■ READING TEXT
273. Memorandum of a Conversation, White House, Washington, February 8, 1957, 10:30 a.m.1

SUBJECTS

  • 1. Drafting of the Communiqué
  • 2. Exchange of Notes on Buraimi

PARTICIPANTS

  • Saudi Arabia
    • His Majesty King Saud
    • Prince Fahad
    • Prince Musaad
    • Shaikh Yusuf Yasin
    • Shaikh Mohammed Surur
    • Ambassador Al-Khayyal
    • Abdul Aziz Majid (interpreter)
    • Mamdouh Adib
    • Khalid Bey
    • Jamal Bey Hussaini
  • United States
    • President Eisenhower
    • Secretary Dulles
    • Mr. Rountree
    • Ambassador Wadsworth
    • General Smith
    • Mr. Nowfel (interpreter)
    • Mr. Stoltzfus

The President opened the discussion on the joint communiqué to be issued by the United States and Saudi Arabia. He said that there were a few expressions which meant different things to different people and he wanted to make certain that the words that were used in the communiqué would not be misunderstood by people who did not have an understanding of these matters. He wished to insure, in other words, that nothing that was said would be misunderstood. He then asked His Majesty whether he would like to bring up any points where he felt difficulties would arise.

His Majesty said he would like to discuss these points now.

[Page 482]

The President said that this was the last time that he and His Majesty would meet and therefore it would be well if they agreed now upon the final text, that this would constitute a final settlement of the matter.

His Majesty said that if the President agreed, it would be well to clear up the minor points of difficulty he had noticed in the draft joint communiqué and that as for the other notes to be exchanged between the two governments he proposed that he leave several of his counselors behind for two or three days to consult with United States officials and join him in Spain later.

The President agreed to this procedure.

■ RECORDS TO USE
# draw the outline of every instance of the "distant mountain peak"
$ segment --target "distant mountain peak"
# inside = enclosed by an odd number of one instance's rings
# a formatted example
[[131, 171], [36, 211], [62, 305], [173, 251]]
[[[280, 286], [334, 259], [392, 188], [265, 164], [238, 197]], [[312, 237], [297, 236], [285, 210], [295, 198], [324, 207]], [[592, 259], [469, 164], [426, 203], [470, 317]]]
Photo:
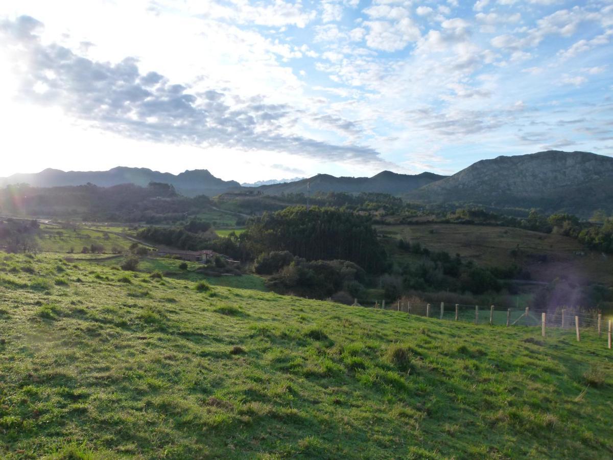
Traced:
[[589, 217], [613, 210], [613, 158], [585, 151], [546, 150], [482, 159], [406, 195], [424, 202], [536, 208]]
[[10, 184], [28, 183], [36, 187], [83, 185], [92, 183], [109, 187], [124, 183], [142, 186], [150, 182], [173, 185], [180, 193], [187, 196], [216, 195], [240, 187], [234, 180], [225, 181], [215, 177], [207, 169], [194, 169], [175, 175], [153, 171], [146, 167], [116, 166], [107, 171], [63, 171], [47, 168], [33, 174], [13, 174], [0, 178], [0, 186]]
[[392, 171], [382, 171], [372, 177], [337, 177], [330, 174], [319, 174], [308, 179], [289, 183], [262, 185], [259, 188], [264, 193], [277, 195], [281, 193], [306, 193], [310, 183], [312, 193], [321, 192], [378, 192], [400, 194], [421, 187], [446, 176], [433, 173], [411, 175], [398, 174]]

■ TASKS AND EXERCISES
1 - Set down the stretch of the memorandum from "His Majesty said he" through "to this procedure." word for word.
2 - Extract the stretch of the rows from their start through the line that contains "178], [0, 186]]", both ends included, and repeat it verbatim. Leave the pictures out.

■ RESULTS OF THE TASKS
1 -
His Majesty said he would like to discuss these points now.

[Page 482]

The President said that this was the last time that he and His Majesty would meet and therefore it would be well if they agreed now upon the final text, that this would constitute a final settlement of the matter.

His Majesty said that if the President agreed, it would be well to clear up the minor points of difficulty he had noticed in the draft joint communiqué and that as for the other notes to be exchanged between the two governments he proposed that he leave several of his counselors behind for two or three days to consult with United States officials and join him in Spain later.

The President agreed to this procedure.

2 -
# draw the outline of every instance of the "distant mountain peak"
$ segment --target "distant mountain peak"
# inside = enclosed by an odd number of one instance's rings
# a formatted example
[[131, 171], [36, 211], [62, 305], [173, 251]]
[[[280, 286], [334, 259], [392, 188], [265, 164], [238, 197]], [[312, 237], [297, 236], [285, 210], [295, 198], [324, 207]], [[592, 259], [469, 164], [426, 203], [470, 317]]]
Photo:
Traced:
[[589, 217], [613, 210], [613, 158], [585, 151], [546, 150], [482, 159], [406, 195], [424, 202], [536, 208]]
[[10, 184], [28, 183], [36, 187], [83, 185], [92, 183], [109, 187], [124, 183], [142, 186], [150, 182], [173, 185], [180, 193], [187, 196], [216, 195], [240, 187], [234, 180], [225, 181], [215, 177], [207, 169], [194, 169], [175, 175], [153, 171], [146, 167], [116, 166], [107, 171], [63, 171], [47, 168], [33, 174], [13, 174], [0, 178], [0, 186]]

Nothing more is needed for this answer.